[[ DOCUMENT PASSAGE, beginning ]]

Flexible ITO/PET Electrodes on EGFET for pH and Urea Detection Application

• Main Authors: I Shun Wang, 王義舜
• Other Authors: C. S. Lai
• Format: Others
• Published: 2012
• Online Access: http://ndltd.ncl.edu.tw/handle/25101887049528301818

碩士 === 長庚大學 === 光電工程研究所 === 100 === In this work, pH and urea sensitivity were investigated by using HfO2 EIS structure, ITO/PET electrode and ITO/PET electrode with graghene and PEDOT/PSS membrane. indium tin oxide (ITO) layers were deposited by radio frequency sputtering on flexible polyethylene terephthalate substrates as pH-sensing electrodes of extended gate field effect transistors (EGFETs). When the pH sensitivity of EGFETs for ITO layers with different sheet resistances was compared, a higher sensitivity was found for samples with a lower sheet resistance (100 Ω/□), and a reliability evaluation was carried out for this condition. The temperatures available for measurement are 25-40°C. Up to this point, the behavior of samples stored in dry conditions has been found to persist for more than180 days. The ammoniated indium tin oxide (ITO) films prepared by different condition of NH3 plasma treatment on flexible polyethylene terephthalate substrates are proposed as sensing electrodes of extended gate field-effect-transistors (EGFETs). pH sensitivity calculated from the output voltage in buffer solution from pH 2.1 to pH 12.1 in the samples with NH3 plasma treatment for 6 min is slightly increased about 2.8 mV/pH. For urea detection, enzyme was immobilized on HfO2 EIS structure and ITO/PET electrode by using cross-linking method by using NH3 plasma. Before the urea detection, the pH sensitivity of both the structures was measured. For EIS structure, the pH sensitivity is no difference comparing with the results before NH3 plasma. However, the ITO/PET electrodes show the lower pH sensitivity because of the damage caused by longer treatment time. The output signal of urea detection increased with increasing plasma power and treatment time. It indicates that more active groups could be produced with longer plasma time and large plasma power is beneficial for nitrogen reaction with HfO2 and ITO films. Low-cost substrate and high-reproducibility surface modification of NH3 plasma treatment are suggested to investigate the lifetime and stability for future urea sensor application. For physical adsorption method, the sensitivity of pure graphene layer showed the highest urea sensitivity than the mixed membrane because the higher pH sensitivity and more urease can be attached onto the membranes.

[[ DOCUMENT PASSAGE, end ]]
[[ RECORD EXCERPTS, beginning ]]

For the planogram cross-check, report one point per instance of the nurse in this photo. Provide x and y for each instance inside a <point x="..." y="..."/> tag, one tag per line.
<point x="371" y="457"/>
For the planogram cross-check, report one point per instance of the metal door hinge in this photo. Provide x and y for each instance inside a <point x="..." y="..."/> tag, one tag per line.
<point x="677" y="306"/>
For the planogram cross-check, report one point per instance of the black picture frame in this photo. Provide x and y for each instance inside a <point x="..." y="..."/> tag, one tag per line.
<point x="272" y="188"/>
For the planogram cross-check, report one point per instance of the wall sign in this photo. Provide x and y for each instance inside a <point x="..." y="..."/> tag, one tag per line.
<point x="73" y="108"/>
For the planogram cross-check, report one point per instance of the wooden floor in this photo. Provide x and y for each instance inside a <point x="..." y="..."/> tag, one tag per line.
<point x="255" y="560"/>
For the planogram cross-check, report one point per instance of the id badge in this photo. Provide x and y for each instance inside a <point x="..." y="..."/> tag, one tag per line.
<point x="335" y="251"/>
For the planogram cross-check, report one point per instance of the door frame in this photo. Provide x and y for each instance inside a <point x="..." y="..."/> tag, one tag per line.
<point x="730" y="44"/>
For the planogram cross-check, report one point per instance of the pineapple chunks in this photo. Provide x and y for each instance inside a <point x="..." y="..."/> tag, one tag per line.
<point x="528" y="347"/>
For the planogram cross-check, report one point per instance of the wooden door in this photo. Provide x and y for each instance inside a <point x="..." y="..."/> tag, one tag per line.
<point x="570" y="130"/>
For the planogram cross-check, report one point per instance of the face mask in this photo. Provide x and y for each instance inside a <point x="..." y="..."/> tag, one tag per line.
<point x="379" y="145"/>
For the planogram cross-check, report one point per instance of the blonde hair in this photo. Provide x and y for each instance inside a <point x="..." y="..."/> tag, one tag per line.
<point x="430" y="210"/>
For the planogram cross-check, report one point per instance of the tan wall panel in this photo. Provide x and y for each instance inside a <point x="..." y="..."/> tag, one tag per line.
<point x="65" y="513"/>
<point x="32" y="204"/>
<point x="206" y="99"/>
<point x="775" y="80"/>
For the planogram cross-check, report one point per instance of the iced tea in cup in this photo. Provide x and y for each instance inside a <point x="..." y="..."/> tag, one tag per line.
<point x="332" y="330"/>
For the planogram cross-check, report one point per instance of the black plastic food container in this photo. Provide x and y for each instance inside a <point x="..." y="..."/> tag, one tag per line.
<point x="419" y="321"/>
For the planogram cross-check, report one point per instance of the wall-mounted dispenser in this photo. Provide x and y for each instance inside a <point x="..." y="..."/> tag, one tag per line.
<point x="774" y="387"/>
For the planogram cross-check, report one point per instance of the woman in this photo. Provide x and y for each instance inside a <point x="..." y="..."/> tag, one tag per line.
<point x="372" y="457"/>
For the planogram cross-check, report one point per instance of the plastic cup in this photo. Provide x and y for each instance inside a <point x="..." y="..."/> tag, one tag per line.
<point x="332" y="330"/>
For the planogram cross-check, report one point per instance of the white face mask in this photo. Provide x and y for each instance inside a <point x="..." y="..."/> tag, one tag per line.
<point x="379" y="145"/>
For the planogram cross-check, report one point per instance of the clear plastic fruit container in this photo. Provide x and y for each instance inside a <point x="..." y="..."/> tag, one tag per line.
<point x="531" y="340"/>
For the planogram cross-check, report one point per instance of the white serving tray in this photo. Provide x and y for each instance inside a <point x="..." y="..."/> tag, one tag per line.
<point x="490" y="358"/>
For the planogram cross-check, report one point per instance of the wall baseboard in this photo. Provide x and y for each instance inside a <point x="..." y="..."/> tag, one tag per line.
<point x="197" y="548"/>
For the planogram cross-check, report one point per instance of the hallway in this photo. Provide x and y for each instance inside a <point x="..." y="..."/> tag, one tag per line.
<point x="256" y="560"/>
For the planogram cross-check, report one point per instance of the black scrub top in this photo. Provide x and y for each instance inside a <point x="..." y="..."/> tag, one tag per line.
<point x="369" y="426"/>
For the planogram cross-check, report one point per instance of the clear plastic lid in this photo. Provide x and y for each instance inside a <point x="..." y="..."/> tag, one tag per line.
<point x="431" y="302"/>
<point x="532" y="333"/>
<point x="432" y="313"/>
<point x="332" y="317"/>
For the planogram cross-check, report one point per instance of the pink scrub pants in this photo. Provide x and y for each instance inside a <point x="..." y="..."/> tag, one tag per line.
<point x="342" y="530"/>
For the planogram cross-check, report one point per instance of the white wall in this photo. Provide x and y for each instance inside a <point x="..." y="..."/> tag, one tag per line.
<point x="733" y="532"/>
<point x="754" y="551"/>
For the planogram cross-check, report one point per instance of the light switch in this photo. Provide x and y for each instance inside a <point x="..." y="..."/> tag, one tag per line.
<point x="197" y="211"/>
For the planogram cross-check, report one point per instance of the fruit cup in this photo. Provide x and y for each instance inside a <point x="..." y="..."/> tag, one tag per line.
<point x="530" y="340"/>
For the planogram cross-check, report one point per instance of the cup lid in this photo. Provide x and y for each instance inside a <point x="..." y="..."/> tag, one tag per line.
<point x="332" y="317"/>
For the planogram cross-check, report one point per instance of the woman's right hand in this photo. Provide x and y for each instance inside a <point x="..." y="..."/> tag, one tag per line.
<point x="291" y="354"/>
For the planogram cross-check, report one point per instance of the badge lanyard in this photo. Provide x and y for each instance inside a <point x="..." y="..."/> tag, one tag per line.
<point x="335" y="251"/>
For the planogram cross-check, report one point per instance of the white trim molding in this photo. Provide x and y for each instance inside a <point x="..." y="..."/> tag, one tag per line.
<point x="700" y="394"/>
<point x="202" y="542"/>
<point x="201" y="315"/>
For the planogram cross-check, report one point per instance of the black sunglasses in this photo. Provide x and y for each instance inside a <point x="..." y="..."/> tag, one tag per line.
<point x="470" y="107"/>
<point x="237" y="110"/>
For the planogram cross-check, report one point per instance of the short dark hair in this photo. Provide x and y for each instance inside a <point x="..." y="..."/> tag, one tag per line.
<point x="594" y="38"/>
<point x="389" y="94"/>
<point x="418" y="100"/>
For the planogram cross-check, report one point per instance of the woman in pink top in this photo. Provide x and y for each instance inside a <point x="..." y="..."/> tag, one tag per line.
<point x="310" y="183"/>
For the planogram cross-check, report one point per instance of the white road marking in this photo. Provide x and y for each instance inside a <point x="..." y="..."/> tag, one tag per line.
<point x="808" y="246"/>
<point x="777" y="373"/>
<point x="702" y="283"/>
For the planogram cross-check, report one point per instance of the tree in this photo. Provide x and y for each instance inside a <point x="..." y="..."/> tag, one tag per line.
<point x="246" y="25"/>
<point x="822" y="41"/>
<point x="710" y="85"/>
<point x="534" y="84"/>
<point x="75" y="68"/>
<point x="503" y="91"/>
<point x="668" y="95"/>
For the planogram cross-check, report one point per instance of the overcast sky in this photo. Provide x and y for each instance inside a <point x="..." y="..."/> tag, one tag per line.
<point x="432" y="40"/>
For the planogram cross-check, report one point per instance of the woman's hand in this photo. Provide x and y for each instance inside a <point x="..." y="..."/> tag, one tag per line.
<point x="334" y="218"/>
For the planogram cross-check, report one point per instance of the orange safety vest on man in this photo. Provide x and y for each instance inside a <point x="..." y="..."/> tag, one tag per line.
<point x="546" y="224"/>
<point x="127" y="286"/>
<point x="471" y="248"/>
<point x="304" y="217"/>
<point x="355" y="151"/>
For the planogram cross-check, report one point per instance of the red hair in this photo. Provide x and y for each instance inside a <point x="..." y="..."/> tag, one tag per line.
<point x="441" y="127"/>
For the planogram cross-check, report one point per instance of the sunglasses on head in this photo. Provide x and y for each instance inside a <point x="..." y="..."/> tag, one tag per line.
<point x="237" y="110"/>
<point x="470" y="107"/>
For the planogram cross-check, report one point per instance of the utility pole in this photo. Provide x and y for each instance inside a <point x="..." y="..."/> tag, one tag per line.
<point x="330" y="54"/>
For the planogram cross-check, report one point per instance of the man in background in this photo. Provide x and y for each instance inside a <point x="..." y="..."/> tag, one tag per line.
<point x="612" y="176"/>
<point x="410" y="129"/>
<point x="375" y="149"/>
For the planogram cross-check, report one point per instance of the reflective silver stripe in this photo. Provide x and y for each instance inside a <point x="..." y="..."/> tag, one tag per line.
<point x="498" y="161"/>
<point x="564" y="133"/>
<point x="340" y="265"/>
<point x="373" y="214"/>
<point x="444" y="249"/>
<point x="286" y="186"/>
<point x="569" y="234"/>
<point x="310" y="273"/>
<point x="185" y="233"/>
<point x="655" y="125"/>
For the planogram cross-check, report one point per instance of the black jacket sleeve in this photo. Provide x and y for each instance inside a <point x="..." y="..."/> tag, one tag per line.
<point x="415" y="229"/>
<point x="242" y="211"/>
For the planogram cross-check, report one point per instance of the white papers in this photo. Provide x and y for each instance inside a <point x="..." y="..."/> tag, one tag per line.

[[ RECORD EXCERPTS, end ]]

- _REQUIRED ACTION_
Translate this sentence from the abstract on flexible ITO/PET electrodes into French: "The output signal of urea detection increased with increasing plasma power and treatment time." The material placed after the abstract is separate from it.

- _RESULT OF THE TASK_
Le signal de sortie de la détection de l'urée a augmenté avec l'augmentation de la puissance du plasma et du temps de traitement.